• **Raw data**:
-.-.-

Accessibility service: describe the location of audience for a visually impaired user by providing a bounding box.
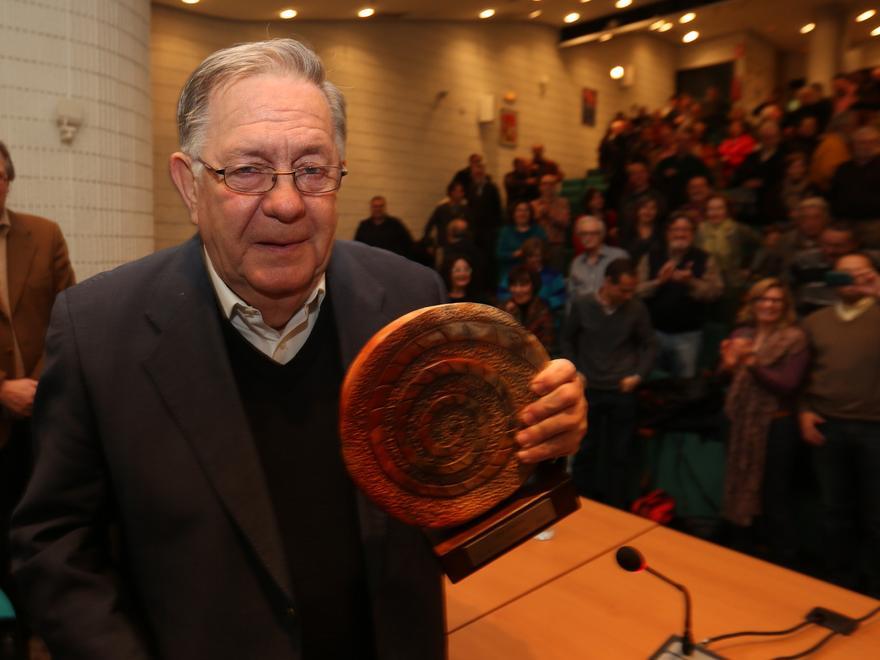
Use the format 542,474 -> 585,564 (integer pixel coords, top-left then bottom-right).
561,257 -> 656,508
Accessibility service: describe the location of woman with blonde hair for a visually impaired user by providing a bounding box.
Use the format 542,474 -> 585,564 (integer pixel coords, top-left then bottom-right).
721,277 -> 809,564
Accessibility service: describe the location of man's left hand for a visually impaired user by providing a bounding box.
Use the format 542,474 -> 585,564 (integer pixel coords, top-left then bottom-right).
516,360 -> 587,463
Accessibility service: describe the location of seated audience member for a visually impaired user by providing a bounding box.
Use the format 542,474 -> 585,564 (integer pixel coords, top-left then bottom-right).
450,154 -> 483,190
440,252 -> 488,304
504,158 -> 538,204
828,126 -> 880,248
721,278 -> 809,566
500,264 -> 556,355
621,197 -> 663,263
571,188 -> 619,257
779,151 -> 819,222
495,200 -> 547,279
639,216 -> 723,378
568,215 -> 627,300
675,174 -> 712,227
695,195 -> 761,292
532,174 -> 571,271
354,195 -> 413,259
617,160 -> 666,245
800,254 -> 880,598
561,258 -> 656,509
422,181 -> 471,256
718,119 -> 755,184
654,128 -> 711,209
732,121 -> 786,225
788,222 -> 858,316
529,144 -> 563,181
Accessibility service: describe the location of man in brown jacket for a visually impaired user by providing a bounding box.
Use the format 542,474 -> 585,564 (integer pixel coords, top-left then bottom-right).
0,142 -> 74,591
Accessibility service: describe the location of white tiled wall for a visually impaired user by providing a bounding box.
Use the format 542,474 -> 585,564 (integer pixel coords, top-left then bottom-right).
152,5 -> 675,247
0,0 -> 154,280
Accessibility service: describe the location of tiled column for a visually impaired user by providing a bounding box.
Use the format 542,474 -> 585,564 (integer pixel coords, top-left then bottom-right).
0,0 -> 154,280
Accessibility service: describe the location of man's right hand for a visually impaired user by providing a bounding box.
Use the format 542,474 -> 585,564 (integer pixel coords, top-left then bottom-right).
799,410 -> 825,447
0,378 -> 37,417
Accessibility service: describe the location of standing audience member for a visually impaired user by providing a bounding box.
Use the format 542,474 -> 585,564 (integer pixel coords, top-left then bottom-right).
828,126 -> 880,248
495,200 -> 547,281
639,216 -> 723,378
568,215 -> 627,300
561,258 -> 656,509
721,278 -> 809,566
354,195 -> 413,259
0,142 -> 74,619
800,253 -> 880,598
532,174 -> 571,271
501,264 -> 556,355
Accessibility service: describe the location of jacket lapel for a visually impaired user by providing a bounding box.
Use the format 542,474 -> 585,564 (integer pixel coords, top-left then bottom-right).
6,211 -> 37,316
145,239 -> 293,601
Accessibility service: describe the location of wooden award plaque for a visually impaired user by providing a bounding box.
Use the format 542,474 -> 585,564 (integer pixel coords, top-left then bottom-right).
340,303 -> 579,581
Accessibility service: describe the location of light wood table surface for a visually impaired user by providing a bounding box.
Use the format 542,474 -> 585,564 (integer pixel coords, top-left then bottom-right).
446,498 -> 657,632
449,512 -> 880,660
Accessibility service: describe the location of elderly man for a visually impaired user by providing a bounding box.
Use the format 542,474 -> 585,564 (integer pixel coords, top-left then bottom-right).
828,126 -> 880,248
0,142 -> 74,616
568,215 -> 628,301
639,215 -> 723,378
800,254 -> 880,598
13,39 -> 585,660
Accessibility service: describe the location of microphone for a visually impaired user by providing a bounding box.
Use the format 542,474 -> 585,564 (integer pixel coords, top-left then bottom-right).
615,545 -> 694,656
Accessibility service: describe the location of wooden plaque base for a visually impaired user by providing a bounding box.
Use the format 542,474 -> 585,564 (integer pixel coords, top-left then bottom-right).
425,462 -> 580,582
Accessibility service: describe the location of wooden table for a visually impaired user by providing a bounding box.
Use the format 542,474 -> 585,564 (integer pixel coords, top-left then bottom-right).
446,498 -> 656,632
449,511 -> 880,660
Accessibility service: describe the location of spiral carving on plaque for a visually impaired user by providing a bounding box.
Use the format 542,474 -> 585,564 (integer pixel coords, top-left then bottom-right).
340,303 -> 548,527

-.-.-

• **Short exercise**: Copy out every line of the records above word for word, leaving out the pictures.

• **Result for this task**:
Accessibility service: describe the location of audience for a visually impaired user by providing a bounding box.
Use the format 542,474 -> 585,564 (integer pixel coords, top-left then bottom-right).
561,257 -> 656,508
Accessibility service: describe the location of woman with blonde hair for a visually impaired user by providing a bounding box.
Use the format 542,474 -> 585,564 (integer pixel coords, top-left then bottom-right).
721,277 -> 809,564
Accessibility service: describe the location of man's left hand for a visually impaired user by providing a bounding box.
Use the format 542,474 -> 585,564 (integer pixel coords, top-left then bottom-right).
516,360 -> 587,463
Accessibility service: describe the location of seated audience member for a visually impaired user by providing a bounding box.
Use the format 542,474 -> 585,564 (integer pixel coords, top-left then bottom-right).
450,154 -> 483,190
440,252 -> 488,304
504,158 -> 538,204
828,126 -> 880,248
721,278 -> 809,566
500,264 -> 556,355
621,197 -> 663,263
571,188 -> 619,257
779,151 -> 819,222
495,200 -> 547,279
639,216 -> 723,378
568,215 -> 627,300
675,174 -> 712,227
695,195 -> 761,292
532,174 -> 571,271
354,195 -> 413,259
617,160 -> 666,245
800,254 -> 880,598
561,258 -> 656,509
422,181 -> 471,256
718,119 -> 755,184
654,128 -> 711,209
732,121 -> 786,225
788,222 -> 858,316
529,144 -> 563,181
Accessibility service: describe the location of man in brown jacket for a visually impaired user by providing a bounding box.
Use the format 542,474 -> 585,564 (integer pixel coords, top-left then bottom-right).
0,142 -> 74,591
Accessibility service: describe the location of white tiled wall for a visually impaired user by providing a bounding box.
Use the format 542,474 -> 585,564 (integer pixel coords, top-left then bottom-right).
152,5 -> 675,247
0,0 -> 154,280
Accessibility service: describe the location of tiled column for a visually impaired user by providing a bounding box.
Use the format 542,474 -> 585,564 (integer pixel coords, top-left then bottom-right).
0,0 -> 154,280
Accessibility service: describe the location of man's right hand for a visually impaired user by providing a bounding box.
Use the format 542,474 -> 585,564 (integer pixel coords, top-left then bottom-right).
799,410 -> 825,447
0,378 -> 37,417
Accessibility service: describe the location of standing audience member for a visually impaired user by providing a bounding box.
Use the format 542,474 -> 585,564 (integer pixel coords, top-left then bottom-right).
828,126 -> 880,248
495,200 -> 547,281
639,216 -> 723,378
568,215 -> 627,300
561,258 -> 656,509
721,278 -> 809,566
354,195 -> 413,259
0,142 -> 74,619
800,253 -> 880,598
532,174 -> 571,271
501,264 -> 556,355
Accessibility service: describe the location of jacket lapel for a visually impaired user by providing a bounding box.
Use the format 542,474 -> 585,564 (integer pixel coords, top-left then bottom-right).
6,211 -> 37,316
145,239 -> 293,601
Accessibility service: describe the location of wooden award plaque for a visually impaired user by providing a bounding box.
Use the format 542,474 -> 585,564 (integer pixel coords, top-left then bottom-right).
340,303 -> 579,581
Accessibility service: describe the location of light wood table surface for a visually impaired user by providing a bounding box.
Use the format 542,474 -> 585,564 (integer pixel coords, top-left then bottom-right).
446,498 -> 657,632
449,512 -> 880,660
Accessibility service: describe the location of elderly man for a visually impaired user by providing a bounding box.
Use the format 542,474 -> 585,564 (integer pixel coords, top-left then bottom-right).
828,126 -> 880,248
0,142 -> 74,616
568,215 -> 628,301
639,215 -> 723,378
800,254 -> 880,598
13,39 -> 585,660
Accessibility service: describe the location of microphone for a visually impaired user by providing a bounding box.
Use the format 542,474 -> 585,564 (integer pixel coords, top-left then bottom-right).
615,545 -> 694,656
Accessibility service: describe the location of wooden plaque base for a visually impaired user by providing a bounding box.
Use the format 542,474 -> 585,564 (integer pixel coords, top-left then bottom-right).
425,462 -> 580,582
Accessibility service: describe the location of wooden table for a visually impaired user by providing a bounding box.
Use the format 542,474 -> 585,564 (integer pixel coords, top-left then bottom-right).
446,498 -> 656,632
449,511 -> 880,660
Accessibility service: describe the location of spiral carving on plaque for a visually impaired user by providing a bounding box.
Use the format 542,474 -> 585,564 (integer pixel coords, top-left then bottom-right).
340,303 -> 548,527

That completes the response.